# Exercise description
Set out the data below as a Markdown table with the columns No. and Text, numbering each row and leaving out blank lines. Include only the lines starting at the one that contains "the ice column." and ending at the one that contains "(1260, 657)".

# Supplied records
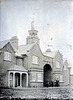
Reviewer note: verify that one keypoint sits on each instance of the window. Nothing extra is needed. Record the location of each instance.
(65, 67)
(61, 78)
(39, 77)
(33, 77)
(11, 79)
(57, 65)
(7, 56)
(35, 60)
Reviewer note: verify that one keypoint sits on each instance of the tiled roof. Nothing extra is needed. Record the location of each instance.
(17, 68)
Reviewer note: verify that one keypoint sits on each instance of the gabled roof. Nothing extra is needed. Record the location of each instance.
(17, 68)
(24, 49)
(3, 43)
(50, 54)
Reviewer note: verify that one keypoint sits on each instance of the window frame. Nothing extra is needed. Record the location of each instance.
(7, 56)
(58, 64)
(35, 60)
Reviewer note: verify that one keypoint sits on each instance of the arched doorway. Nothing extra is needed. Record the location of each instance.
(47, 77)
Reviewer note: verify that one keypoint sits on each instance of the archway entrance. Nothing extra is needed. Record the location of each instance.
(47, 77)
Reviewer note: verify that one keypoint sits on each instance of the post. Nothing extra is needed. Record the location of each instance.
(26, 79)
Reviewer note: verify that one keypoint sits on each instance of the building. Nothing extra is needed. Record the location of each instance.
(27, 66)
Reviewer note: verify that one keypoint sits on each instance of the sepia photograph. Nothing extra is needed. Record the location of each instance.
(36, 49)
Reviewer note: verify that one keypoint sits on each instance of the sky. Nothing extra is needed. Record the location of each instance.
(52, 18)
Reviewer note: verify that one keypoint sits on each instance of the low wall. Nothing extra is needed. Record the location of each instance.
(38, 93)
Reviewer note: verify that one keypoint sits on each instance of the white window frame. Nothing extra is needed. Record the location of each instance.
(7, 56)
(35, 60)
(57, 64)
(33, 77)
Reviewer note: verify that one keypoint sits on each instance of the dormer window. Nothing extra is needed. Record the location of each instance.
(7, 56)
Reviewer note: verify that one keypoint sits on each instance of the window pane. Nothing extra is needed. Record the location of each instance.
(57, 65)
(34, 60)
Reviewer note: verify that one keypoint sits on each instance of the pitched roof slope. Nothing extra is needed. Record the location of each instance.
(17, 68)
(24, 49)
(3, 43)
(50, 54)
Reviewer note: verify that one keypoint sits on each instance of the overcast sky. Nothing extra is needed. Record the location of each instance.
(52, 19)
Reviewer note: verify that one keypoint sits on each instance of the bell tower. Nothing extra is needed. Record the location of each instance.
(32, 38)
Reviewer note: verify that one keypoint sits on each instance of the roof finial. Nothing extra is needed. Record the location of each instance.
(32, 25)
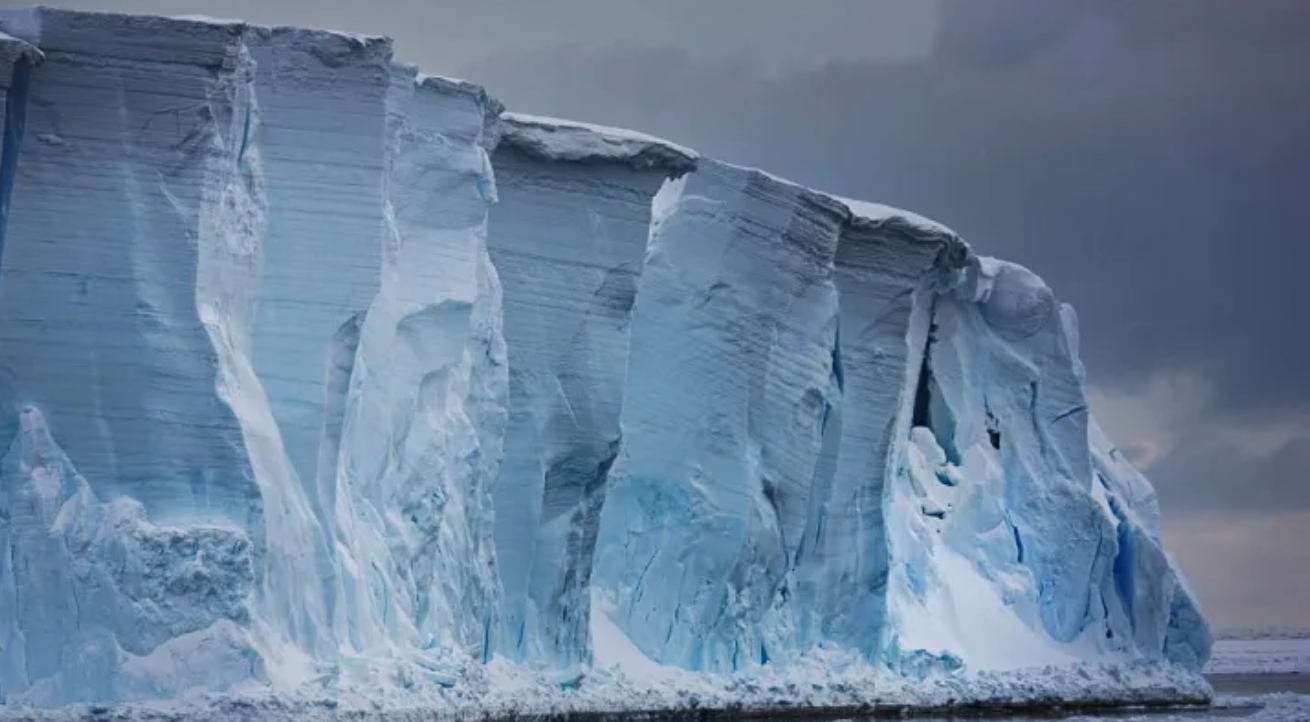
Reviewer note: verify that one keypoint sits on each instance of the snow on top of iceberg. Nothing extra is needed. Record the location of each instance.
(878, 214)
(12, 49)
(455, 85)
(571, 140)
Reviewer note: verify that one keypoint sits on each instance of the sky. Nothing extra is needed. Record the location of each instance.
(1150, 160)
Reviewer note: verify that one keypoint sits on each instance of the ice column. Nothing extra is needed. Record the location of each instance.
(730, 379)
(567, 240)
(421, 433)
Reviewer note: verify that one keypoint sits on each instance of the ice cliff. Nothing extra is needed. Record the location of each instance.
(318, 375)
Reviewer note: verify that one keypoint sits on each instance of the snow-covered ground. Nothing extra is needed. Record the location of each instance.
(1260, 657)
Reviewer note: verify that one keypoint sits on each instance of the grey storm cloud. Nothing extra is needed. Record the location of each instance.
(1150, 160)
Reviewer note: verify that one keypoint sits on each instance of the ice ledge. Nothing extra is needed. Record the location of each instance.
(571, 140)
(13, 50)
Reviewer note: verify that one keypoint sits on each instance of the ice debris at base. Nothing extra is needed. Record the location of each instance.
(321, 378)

* * *

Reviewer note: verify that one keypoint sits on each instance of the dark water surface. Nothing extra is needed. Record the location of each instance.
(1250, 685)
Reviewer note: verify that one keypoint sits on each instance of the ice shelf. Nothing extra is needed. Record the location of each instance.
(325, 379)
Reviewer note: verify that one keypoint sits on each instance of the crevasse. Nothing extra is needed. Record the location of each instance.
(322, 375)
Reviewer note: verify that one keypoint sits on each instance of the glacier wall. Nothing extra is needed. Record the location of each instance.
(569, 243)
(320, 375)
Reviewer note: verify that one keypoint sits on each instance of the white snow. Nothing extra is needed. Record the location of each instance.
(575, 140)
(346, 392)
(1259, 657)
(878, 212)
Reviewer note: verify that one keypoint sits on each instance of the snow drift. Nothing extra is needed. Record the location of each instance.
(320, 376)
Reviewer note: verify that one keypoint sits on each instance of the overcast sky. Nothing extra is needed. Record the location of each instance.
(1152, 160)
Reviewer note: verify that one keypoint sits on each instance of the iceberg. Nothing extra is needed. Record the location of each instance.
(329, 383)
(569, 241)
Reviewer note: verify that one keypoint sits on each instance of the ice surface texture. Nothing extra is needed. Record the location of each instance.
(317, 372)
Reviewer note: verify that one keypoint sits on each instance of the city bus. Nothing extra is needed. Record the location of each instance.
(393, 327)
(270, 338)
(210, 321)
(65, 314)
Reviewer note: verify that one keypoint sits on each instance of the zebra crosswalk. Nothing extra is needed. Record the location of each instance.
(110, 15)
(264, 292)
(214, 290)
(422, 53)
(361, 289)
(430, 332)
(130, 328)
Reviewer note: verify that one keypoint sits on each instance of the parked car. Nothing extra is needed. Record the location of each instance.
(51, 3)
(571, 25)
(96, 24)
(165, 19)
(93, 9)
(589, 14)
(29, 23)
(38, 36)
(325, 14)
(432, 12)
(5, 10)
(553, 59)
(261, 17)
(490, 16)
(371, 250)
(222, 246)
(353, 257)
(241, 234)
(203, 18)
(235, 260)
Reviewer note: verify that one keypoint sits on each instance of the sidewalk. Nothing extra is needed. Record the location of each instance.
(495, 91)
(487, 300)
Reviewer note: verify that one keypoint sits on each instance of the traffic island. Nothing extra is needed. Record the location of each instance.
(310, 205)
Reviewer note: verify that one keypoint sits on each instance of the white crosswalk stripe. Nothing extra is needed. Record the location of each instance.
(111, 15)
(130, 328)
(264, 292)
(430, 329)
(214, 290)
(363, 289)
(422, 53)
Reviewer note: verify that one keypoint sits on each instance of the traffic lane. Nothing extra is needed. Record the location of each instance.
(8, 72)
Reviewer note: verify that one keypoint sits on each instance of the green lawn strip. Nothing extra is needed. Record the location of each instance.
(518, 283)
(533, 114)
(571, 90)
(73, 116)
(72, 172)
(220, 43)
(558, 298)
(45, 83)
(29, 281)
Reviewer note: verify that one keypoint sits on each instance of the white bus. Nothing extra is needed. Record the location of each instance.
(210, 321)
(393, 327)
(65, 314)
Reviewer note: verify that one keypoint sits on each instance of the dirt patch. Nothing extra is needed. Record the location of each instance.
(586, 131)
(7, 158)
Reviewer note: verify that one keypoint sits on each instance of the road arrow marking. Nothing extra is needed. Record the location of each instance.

# The result
| No. | Text |
|---|---|
| 1 | Reviewer note: verify that one keypoint sits on each instance of the ice column. Nothing extra is needed. Record the location of each instance. |
| 2 | (730, 379) |
| 3 | (567, 240) |
| 4 | (421, 433) |
| 5 | Reviewer note: verify that one keypoint sits on each instance of the ice cliff. Nothing extra is needed. Record the location of each instance. |
| 6 | (318, 375) |
| 7 | Reviewer note: verify that one keypoint sits on each instance of the snow-covered ground. Nothing extra is needed. Record the location of each instance. |
| 8 | (1260, 657) |